__Provided material__:
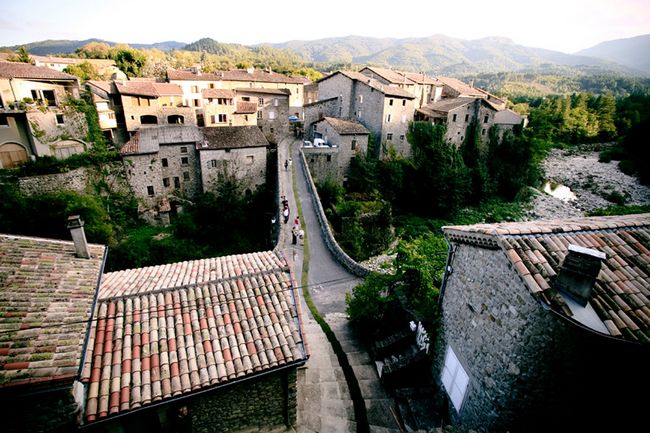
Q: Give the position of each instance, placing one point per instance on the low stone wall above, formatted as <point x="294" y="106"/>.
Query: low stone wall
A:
<point x="79" y="180"/>
<point x="338" y="253"/>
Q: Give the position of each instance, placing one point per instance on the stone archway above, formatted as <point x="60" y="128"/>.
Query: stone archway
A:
<point x="12" y="155"/>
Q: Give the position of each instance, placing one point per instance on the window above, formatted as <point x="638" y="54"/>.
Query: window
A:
<point x="454" y="379"/>
<point x="48" y="95"/>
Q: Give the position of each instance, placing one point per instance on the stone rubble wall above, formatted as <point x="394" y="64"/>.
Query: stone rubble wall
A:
<point x="338" y="253"/>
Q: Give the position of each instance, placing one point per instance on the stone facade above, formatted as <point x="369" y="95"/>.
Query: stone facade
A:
<point x="246" y="164"/>
<point x="137" y="107"/>
<point x="529" y="369"/>
<point x="258" y="405"/>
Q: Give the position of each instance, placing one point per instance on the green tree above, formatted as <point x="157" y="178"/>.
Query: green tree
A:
<point x="130" y="61"/>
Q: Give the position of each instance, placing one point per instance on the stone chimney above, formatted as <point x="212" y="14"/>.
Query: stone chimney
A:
<point x="76" y="226"/>
<point x="578" y="273"/>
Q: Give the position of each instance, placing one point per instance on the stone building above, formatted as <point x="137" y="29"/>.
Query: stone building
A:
<point x="208" y="345"/>
<point x="47" y="294"/>
<point x="223" y="108"/>
<point x="148" y="104"/>
<point x="162" y="164"/>
<point x="35" y="118"/>
<point x="545" y="324"/>
<point x="272" y="110"/>
<point x="385" y="110"/>
<point x="343" y="140"/>
<point x="238" y="151"/>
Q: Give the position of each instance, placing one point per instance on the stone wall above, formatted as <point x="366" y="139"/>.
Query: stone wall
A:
<point x="338" y="253"/>
<point x="50" y="411"/>
<point x="255" y="405"/>
<point x="529" y="369"/>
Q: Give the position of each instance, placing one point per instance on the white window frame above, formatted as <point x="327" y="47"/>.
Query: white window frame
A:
<point x="454" y="378"/>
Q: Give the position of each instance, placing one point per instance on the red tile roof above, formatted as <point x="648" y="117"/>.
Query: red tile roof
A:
<point x="536" y="249"/>
<point x="170" y="330"/>
<point x="46" y="300"/>
<point x="30" y="72"/>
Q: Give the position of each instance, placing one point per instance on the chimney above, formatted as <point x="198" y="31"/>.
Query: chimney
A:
<point x="76" y="226"/>
<point x="578" y="273"/>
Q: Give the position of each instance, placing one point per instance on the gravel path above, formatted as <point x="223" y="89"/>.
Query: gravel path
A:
<point x="591" y="181"/>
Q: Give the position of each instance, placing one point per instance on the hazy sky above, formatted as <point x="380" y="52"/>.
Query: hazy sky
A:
<point x="562" y="25"/>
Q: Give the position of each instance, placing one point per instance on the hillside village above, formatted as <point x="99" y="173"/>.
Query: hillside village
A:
<point x="537" y="317"/>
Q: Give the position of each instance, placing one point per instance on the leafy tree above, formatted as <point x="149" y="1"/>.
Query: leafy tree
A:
<point x="130" y="61"/>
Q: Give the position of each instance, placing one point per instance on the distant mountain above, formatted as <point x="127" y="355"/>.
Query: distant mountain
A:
<point x="44" y="48"/>
<point x="440" y="54"/>
<point x="631" y="52"/>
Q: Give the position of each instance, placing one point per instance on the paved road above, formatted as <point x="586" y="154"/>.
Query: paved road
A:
<point x="324" y="403"/>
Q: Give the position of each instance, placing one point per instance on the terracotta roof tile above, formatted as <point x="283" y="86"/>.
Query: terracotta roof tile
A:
<point x="46" y="299"/>
<point x="173" y="329"/>
<point x="536" y="249"/>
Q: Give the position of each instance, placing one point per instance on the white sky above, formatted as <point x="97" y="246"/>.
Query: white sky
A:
<point x="561" y="25"/>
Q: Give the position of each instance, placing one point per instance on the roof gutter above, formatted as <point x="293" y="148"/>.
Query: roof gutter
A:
<point x="171" y="400"/>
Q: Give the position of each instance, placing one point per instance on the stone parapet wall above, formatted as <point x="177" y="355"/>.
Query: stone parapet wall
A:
<point x="338" y="253"/>
<point x="260" y="405"/>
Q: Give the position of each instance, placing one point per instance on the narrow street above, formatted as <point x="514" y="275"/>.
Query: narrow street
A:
<point x="324" y="403"/>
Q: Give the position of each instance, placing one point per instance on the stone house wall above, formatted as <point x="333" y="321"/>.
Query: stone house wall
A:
<point x="398" y="112"/>
<point x="529" y="369"/>
<point x="133" y="112"/>
<point x="249" y="165"/>
<point x="53" y="411"/>
<point x="257" y="405"/>
<point x="317" y="110"/>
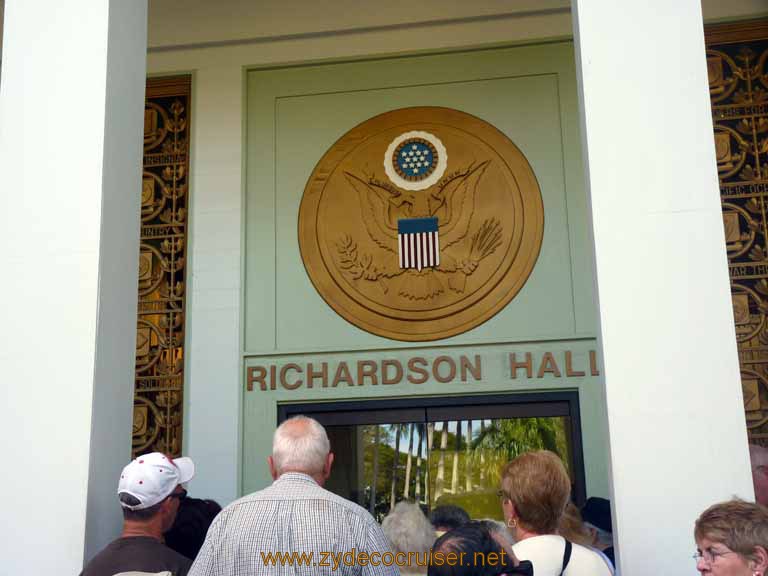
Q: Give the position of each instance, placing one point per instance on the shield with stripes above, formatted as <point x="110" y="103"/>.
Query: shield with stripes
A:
<point x="418" y="243"/>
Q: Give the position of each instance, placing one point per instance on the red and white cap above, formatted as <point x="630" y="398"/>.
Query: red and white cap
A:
<point x="151" y="478"/>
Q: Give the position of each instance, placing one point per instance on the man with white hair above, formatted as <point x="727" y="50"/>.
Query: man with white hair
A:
<point x="295" y="526"/>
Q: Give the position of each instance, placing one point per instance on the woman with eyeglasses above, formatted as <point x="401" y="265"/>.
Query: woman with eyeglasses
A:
<point x="732" y="539"/>
<point x="535" y="490"/>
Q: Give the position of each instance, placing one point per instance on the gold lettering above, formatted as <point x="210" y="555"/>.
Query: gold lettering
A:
<point x="252" y="377"/>
<point x="284" y="380"/>
<point x="467" y="366"/>
<point x="397" y="378"/>
<point x="367" y="368"/>
<point x="413" y="366"/>
<point x="342" y="375"/>
<point x="514" y="365"/>
<point x="548" y="366"/>
<point x="322" y="374"/>
<point x="451" y="368"/>
<point x="569" y="371"/>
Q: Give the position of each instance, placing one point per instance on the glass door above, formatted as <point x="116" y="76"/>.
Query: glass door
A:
<point x="443" y="451"/>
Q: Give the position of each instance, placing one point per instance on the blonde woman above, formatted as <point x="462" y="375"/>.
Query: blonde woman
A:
<point x="409" y="531"/>
<point x="732" y="540"/>
<point x="535" y="490"/>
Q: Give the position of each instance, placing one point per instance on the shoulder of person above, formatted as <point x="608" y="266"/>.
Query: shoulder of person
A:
<point x="591" y="560"/>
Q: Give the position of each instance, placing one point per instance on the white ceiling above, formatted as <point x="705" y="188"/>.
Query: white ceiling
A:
<point x="175" y="23"/>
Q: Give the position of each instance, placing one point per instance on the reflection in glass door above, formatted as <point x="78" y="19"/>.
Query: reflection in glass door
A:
<point x="447" y="454"/>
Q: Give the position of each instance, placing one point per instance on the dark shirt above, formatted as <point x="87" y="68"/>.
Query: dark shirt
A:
<point x="140" y="553"/>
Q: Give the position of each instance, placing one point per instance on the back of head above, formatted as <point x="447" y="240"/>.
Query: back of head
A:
<point x="538" y="486"/>
<point x="448" y="517"/>
<point x="475" y="541"/>
<point x="407" y="529"/>
<point x="741" y="526"/>
<point x="300" y="444"/>
<point x="193" y="519"/>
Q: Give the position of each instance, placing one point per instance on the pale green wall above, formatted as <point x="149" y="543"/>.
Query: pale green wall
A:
<point x="295" y="114"/>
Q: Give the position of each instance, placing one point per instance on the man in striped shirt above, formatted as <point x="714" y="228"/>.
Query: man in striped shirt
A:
<point x="295" y="526"/>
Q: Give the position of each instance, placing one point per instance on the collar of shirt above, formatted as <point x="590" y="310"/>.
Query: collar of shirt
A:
<point x="297" y="477"/>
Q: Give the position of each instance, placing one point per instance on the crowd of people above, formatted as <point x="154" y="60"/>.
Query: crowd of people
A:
<point x="295" y="526"/>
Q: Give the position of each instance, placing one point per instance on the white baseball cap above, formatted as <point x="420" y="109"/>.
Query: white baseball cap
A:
<point x="151" y="478"/>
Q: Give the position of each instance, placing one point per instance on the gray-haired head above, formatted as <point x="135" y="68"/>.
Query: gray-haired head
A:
<point x="300" y="444"/>
<point x="407" y="529"/>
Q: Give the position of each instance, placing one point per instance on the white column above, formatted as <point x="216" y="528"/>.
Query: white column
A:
<point x="678" y="439"/>
<point x="71" y="102"/>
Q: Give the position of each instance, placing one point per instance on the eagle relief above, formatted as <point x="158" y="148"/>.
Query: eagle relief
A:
<point x="421" y="223"/>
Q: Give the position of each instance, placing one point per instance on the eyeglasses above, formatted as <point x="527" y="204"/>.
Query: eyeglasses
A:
<point x="710" y="555"/>
<point x="180" y="495"/>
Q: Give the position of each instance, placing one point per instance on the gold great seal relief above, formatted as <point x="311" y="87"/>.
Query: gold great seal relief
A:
<point x="421" y="223"/>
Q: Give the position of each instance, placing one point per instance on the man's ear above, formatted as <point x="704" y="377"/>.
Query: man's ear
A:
<point x="272" y="469"/>
<point x="760" y="562"/>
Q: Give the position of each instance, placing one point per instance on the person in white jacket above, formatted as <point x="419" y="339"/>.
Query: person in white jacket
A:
<point x="535" y="489"/>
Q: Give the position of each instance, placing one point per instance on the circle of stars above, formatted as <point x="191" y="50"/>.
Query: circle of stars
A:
<point x="415" y="159"/>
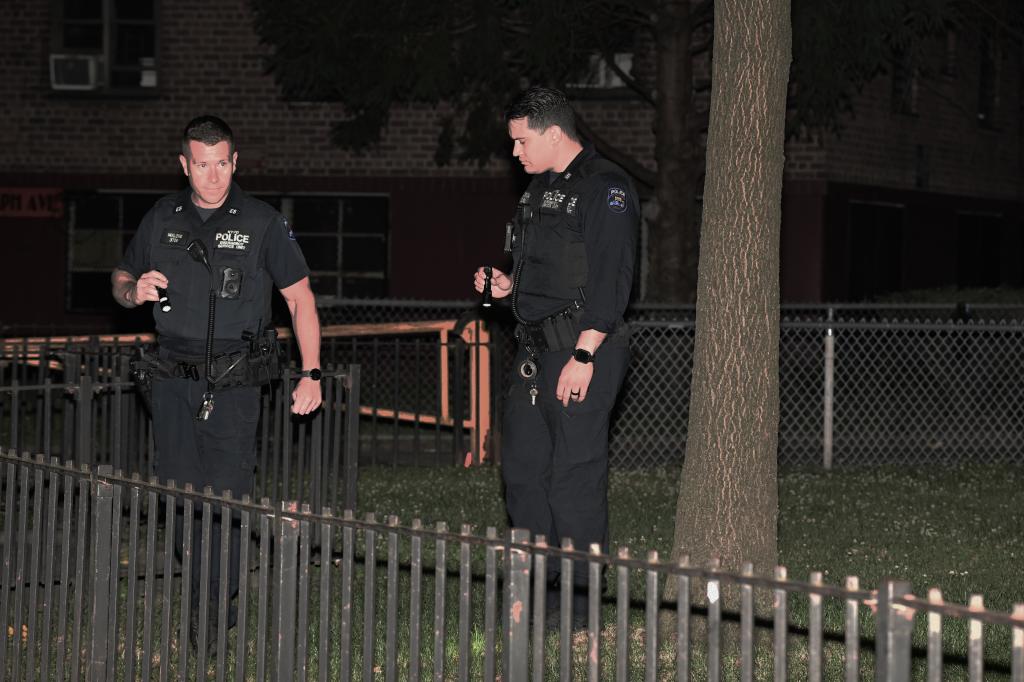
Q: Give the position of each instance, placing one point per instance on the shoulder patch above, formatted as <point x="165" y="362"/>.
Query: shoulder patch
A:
<point x="616" y="200"/>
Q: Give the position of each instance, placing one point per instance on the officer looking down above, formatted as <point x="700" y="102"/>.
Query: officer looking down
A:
<point x="211" y="254"/>
<point x="572" y="245"/>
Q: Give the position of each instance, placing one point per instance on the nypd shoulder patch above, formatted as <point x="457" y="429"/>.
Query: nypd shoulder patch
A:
<point x="288" y="226"/>
<point x="616" y="200"/>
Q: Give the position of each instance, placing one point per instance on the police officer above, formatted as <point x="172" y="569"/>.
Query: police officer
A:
<point x="572" y="247"/>
<point x="212" y="253"/>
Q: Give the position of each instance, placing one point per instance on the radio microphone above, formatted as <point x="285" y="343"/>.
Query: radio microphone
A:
<point x="163" y="302"/>
<point x="485" y="298"/>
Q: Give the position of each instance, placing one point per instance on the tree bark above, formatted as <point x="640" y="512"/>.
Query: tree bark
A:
<point x="674" y="228"/>
<point x="728" y="502"/>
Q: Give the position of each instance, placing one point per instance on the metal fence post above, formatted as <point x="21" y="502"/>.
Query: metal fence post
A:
<point x="829" y="389"/>
<point x="351" y="454"/>
<point x="517" y="608"/>
<point x="101" y="528"/>
<point x="892" y="639"/>
<point x="286" y="592"/>
<point x="83" y="422"/>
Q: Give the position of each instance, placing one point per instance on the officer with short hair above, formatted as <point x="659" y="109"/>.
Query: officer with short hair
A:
<point x="572" y="245"/>
<point x="211" y="254"/>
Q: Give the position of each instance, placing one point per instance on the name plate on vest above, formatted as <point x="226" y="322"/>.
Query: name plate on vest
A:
<point x="232" y="240"/>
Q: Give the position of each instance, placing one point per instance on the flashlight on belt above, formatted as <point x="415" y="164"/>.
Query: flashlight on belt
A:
<point x="163" y="301"/>
<point x="485" y="298"/>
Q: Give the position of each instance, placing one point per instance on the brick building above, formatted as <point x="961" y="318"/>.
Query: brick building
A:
<point x="923" y="188"/>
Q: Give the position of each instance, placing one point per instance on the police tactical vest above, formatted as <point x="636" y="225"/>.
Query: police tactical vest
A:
<point x="548" y="223"/>
<point x="233" y="238"/>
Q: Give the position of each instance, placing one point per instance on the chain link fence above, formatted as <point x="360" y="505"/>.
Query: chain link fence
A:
<point x="918" y="384"/>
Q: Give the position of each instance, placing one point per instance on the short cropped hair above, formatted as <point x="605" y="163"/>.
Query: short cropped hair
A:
<point x="544" y="108"/>
<point x="209" y="130"/>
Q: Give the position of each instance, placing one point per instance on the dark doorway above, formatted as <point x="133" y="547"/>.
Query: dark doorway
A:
<point x="876" y="250"/>
<point x="978" y="253"/>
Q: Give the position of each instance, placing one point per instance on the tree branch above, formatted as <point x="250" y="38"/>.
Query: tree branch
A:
<point x="629" y="164"/>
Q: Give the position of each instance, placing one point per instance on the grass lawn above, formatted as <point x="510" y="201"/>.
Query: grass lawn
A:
<point x="961" y="529"/>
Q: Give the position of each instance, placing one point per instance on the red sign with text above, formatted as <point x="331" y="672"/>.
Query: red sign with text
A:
<point x="31" y="203"/>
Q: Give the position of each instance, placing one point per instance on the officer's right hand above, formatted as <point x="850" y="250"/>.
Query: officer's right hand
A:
<point x="501" y="284"/>
<point x="145" y="287"/>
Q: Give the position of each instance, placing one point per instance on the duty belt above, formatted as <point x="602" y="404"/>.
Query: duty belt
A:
<point x="556" y="332"/>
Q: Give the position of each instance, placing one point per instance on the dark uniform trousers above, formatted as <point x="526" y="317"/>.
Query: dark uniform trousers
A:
<point x="555" y="459"/>
<point x="219" y="453"/>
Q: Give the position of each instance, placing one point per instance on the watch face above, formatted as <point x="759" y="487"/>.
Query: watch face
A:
<point x="583" y="355"/>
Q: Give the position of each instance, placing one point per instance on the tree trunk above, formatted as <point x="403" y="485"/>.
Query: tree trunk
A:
<point x="728" y="503"/>
<point x="674" y="227"/>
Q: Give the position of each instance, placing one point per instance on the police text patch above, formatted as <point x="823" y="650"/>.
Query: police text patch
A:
<point x="174" y="238"/>
<point x="232" y="240"/>
<point x="552" y="199"/>
<point x="616" y="200"/>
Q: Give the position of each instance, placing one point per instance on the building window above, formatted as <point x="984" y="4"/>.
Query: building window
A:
<point x="904" y="96"/>
<point x="344" y="240"/>
<point x="104" y="45"/>
<point x="988" y="83"/>
<point x="99" y="227"/>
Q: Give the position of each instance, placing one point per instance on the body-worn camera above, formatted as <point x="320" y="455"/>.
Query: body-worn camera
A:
<point x="230" y="283"/>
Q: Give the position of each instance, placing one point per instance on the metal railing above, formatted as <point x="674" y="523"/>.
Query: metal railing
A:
<point x="853" y="391"/>
<point x="75" y="400"/>
<point x="91" y="588"/>
<point x="859" y="384"/>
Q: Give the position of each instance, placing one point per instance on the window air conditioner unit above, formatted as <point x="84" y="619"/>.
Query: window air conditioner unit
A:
<point x="75" y="72"/>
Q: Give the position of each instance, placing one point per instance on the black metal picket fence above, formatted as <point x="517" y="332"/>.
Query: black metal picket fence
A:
<point x="859" y="384"/>
<point x="75" y="400"/>
<point x="91" y="589"/>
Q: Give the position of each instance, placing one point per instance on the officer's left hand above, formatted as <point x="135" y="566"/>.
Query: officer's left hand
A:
<point x="306" y="396"/>
<point x="573" y="382"/>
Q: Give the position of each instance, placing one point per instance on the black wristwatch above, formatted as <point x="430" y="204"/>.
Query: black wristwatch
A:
<point x="583" y="355"/>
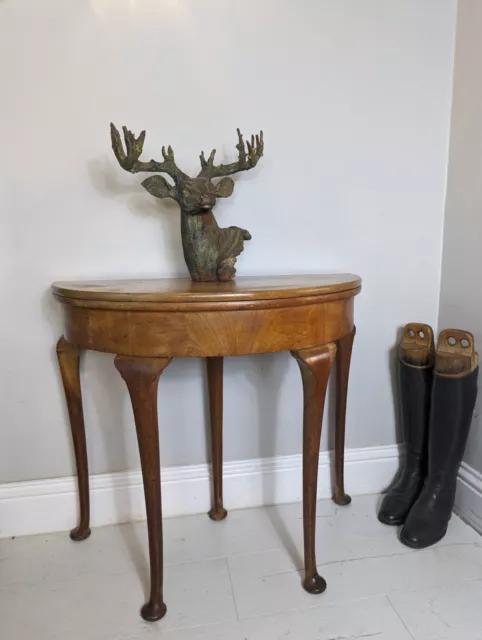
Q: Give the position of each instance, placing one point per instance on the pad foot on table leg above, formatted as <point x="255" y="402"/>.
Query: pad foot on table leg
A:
<point x="153" y="611"/>
<point x="80" y="533"/>
<point x="342" y="499"/>
<point x="217" y="513"/>
<point x="314" y="584"/>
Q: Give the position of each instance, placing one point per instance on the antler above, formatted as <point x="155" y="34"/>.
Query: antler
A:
<point x="130" y="160"/>
<point x="245" y="160"/>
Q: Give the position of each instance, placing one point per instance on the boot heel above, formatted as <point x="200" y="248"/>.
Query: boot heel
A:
<point x="415" y="375"/>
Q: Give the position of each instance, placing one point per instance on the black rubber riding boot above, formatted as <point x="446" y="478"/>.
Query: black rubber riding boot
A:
<point x="415" y="373"/>
<point x="453" y="401"/>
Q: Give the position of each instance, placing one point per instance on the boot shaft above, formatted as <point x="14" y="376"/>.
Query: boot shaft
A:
<point x="454" y="395"/>
<point x="415" y="378"/>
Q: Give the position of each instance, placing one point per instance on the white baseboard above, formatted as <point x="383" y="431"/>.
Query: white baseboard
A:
<point x="41" y="506"/>
<point x="468" y="502"/>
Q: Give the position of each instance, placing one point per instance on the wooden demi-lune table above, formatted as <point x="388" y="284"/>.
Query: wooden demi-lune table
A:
<point x="146" y="323"/>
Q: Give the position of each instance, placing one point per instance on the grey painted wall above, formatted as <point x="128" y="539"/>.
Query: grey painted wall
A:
<point x="461" y="291"/>
<point x="354" y="98"/>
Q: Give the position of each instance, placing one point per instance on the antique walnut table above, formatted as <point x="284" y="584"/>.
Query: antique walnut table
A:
<point x="146" y="323"/>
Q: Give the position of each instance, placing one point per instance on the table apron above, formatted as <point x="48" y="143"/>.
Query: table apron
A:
<point x="208" y="333"/>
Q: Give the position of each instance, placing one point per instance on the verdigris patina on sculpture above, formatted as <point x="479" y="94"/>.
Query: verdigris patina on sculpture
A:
<point x="209" y="251"/>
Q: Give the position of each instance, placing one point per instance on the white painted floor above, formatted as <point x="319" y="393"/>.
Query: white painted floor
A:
<point x="240" y="580"/>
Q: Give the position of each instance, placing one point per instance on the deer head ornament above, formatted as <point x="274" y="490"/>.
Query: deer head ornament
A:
<point x="209" y="251"/>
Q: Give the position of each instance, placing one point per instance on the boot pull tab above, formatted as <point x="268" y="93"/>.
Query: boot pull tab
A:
<point x="455" y="354"/>
<point x="416" y="345"/>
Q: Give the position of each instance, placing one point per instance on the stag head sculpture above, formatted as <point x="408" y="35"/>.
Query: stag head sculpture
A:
<point x="209" y="251"/>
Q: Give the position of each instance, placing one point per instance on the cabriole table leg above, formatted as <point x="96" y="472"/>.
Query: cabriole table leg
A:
<point x="215" y="385"/>
<point x="315" y="364"/>
<point x="343" y="357"/>
<point x="142" y="377"/>
<point x="69" y="360"/>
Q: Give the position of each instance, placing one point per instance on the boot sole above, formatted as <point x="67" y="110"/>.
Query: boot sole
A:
<point x="391" y="523"/>
<point x="407" y="543"/>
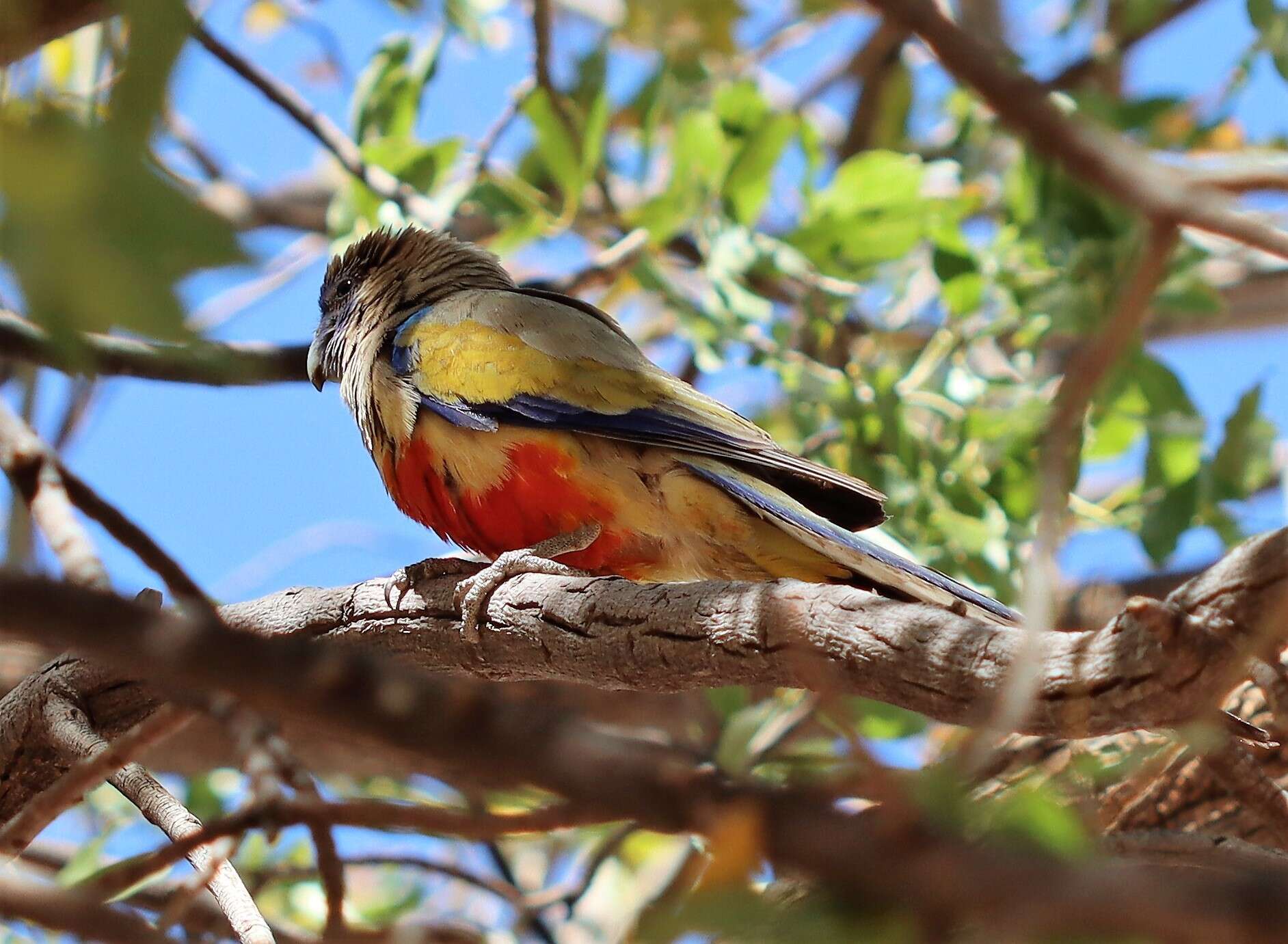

__Task to complete__:
Show every line above that contains the string "link", copying each such line in full. Treat uppercase and lowercase letters as different.

__Response__:
Q: Give the position of each instance, placing one point per instance on the chain link fence above, formatted as <point x="360" y="505"/>.
Query: chain link fence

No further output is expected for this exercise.